TASKS TO CARRY OUT:
**1.** Output the passage of the air-purifying plants article that runs from "By Sharon Dowdy" up to and including "32 plant species.", word for word.
**2.** Answer these questions from the air-purifying plants article:
(a) How many plant species did the researchers evaluate?
(b) Which species best removed VOCs from the air?
(c) Over what period were VOC levels in the sealed containers monitored?

DOCUMENT PASSAGE:
★ ★ ★ ★ ★
Published on 01/14/09

Study identifies best air-purifying plants

By Sharon Dowdy
University of Georgia

Martha Stewart says houseplants add to a home’s décor. But they can also purify indoor air, say University of Georgia experts.

“This is an area that’s been largely ignored, and the health issues are potentially astronomical,” said Stanley Kays, a horticulturist with the UGA College of Agricultural and Environmental Sciences. “We spend as much as 90 percent of our time indoors breathing indoor air that often contains a diverse range of volatile organic compounds, many of which are toxic.”

House plants can absorb those VOCs. To determine the best air-purifying houseplants, Kays, CAES postdoctoral research associate D.S. Wang and CAES horticulturist Bodie Pennisi evaluated 32 plant species.

Best air-purifiers

Of the species tested, purple waffle plant (Hemigraphis alternata) best removed VOCs from the air. Other species with superior filtering abilities were English ivy, purple heart, foxtail fern and wax plant.

In the study, the plants were tested for their ability to remove benzene, toluene, octane, trichloroethylene and a-pinene, all considered toxic. Plant specimens were placed in sealed glass containers. The VOC levels within were monitored over a six-hour period.

Poor indoor air quality can trigger allergies and asthma and cause fatigue and headaches.

“More than 300 volatile organic compounds have been identified as indoor contaminants,” said Pennisi. “This doesn’t include dust and inorganic gases.”
★ ★ ★ ★ ★
COLLECTED MATERIAL:
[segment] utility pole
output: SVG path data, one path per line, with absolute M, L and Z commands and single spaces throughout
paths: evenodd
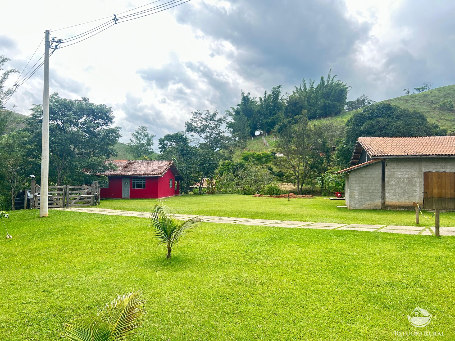
M 47 217 L 49 184 L 49 30 L 44 41 L 44 86 L 43 90 L 43 129 L 41 146 L 41 184 L 40 216 Z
★ ★ ★ ★ ★
RESULTS FOR EACH TASK:
**1.**
By Sharon Dowdy
University of Georgia

Martha Stewart says houseplants add to a home’s décor. But they can also purify indoor air, say University of Georgia experts.

“This is an area that’s been largely ignored, and the health issues are potentially astronomical,” said Stanley Kays, a horticulturist with the UGA College of Agricultural and Environmental Sciences. “We spend as much as 90 percent of our time indoors breathing indoor air that often contains a diverse range of volatile organic compounds, many of which are toxic.”

House plants can absorb those VOCs. To determine the best air-purifying houseplants, Kays, CAES postdoctoral research associate D.S. Wang and CAES horticulturist Bodie Pennisi evaluated 32 plant species.

**2.**
(a) 32 plant species.
(b) Purple waffle plant (Hemigraphis alternata).
(c) A six-hour period.